Entries for pointing and labeling:
◇ ◇ ◇

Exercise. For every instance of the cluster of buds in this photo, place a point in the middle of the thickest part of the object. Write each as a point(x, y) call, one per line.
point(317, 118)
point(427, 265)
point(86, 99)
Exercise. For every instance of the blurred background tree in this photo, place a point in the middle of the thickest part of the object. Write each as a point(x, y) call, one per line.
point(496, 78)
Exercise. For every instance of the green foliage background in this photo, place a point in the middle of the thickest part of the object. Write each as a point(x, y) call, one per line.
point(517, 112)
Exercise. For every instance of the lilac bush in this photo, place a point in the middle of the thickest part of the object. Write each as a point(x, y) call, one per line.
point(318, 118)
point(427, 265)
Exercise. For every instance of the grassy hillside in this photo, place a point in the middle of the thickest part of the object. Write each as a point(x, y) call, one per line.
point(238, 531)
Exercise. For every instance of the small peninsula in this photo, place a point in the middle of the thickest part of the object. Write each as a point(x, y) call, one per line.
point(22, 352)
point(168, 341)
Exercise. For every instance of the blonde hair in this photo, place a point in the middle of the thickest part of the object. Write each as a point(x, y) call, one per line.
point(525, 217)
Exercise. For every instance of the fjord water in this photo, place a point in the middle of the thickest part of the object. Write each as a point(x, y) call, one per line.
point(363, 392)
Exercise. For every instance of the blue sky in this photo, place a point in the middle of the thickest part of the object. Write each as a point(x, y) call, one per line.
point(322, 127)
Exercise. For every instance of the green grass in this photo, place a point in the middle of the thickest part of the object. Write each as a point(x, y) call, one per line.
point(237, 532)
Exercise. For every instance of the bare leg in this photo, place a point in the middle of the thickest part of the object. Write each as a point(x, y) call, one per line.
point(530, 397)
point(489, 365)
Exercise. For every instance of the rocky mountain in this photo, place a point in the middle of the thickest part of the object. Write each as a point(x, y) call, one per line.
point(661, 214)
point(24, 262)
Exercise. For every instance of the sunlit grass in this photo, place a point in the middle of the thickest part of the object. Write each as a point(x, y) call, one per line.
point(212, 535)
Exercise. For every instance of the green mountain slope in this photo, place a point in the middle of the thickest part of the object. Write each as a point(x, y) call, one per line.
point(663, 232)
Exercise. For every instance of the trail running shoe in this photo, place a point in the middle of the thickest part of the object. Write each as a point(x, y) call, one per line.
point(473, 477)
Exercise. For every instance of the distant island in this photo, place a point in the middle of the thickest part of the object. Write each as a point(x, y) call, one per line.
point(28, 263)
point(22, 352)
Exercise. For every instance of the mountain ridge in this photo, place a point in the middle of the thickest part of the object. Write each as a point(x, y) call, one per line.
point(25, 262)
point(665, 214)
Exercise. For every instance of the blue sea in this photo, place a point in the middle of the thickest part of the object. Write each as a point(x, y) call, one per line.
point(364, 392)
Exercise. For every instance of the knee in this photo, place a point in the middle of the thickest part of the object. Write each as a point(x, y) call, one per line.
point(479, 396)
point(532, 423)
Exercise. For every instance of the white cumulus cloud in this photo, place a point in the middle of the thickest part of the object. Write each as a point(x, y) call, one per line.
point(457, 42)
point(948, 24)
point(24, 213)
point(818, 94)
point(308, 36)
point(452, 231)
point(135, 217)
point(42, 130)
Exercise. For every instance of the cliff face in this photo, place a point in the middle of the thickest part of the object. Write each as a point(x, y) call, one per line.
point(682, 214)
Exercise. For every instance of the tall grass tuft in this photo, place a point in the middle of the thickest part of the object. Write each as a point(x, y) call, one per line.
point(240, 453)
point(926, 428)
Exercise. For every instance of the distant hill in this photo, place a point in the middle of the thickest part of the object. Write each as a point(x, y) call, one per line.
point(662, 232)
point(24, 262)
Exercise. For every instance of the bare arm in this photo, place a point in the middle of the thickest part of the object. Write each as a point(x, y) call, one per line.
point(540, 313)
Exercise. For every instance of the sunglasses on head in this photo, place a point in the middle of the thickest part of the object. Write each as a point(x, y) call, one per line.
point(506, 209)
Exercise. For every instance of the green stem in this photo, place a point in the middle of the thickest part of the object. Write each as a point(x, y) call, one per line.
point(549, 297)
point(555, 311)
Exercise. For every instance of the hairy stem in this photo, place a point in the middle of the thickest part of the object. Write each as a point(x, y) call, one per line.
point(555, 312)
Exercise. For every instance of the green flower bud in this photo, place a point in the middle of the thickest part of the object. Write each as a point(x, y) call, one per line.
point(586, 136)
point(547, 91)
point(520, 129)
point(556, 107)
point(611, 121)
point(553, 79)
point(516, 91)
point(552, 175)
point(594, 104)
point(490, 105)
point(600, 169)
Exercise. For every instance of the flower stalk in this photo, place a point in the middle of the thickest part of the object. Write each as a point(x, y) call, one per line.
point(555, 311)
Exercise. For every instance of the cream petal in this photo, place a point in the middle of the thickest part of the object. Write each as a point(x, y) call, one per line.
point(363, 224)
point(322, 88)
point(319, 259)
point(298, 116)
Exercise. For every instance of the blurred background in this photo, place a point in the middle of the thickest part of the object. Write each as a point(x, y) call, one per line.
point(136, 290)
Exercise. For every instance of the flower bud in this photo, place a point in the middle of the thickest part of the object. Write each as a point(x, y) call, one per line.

◇ ◇ ◇

Output everything from the line containing "Exercise. For every instance of the cliff" down to the line containing "point(555, 312)" as a numbered list, leaving out blank lines.

TASK ANSWER:
1. Exercise. For every instance of the cliff face in this photo, place a point in the middle of the thickest part of the object. Write each as a point(x, y) call, one per line.
2. point(682, 214)
3. Exercise. For every instance of the tall grass tuft in this photo, place a point in the middle of the thickest part of the object. Write each as a point(x, y) call, one per line.
4. point(240, 453)
5. point(926, 428)
6. Exercise. For every instance of the distant hill in this photo, place a point in the middle of the thickest part of the object. Write each as a point(x, y) call, one per line.
7. point(662, 232)
8. point(24, 262)
9. Exercise. For every instance of the bare arm in this photo, place a point in the middle of the thickest part of the object. Write each as a point(x, y) call, one per line.
10. point(540, 313)
11. Exercise. For every instance of the sunglasses on head in this photo, place a point in the middle of the thickest part of the object. Write each as a point(x, y) call, one per line.
12. point(506, 209)
13. Exercise. For every instance of the green stem in this photo, place a point in the middle of the thickest part of the object. Write each as a point(x, y) call, one per line.
14. point(549, 297)
15. point(555, 311)
16. Exercise. For every instance of the hairy stem in this photo, place a point in the middle of the thickest part of the object. Write each as a point(x, y) call, one per line.
17. point(555, 312)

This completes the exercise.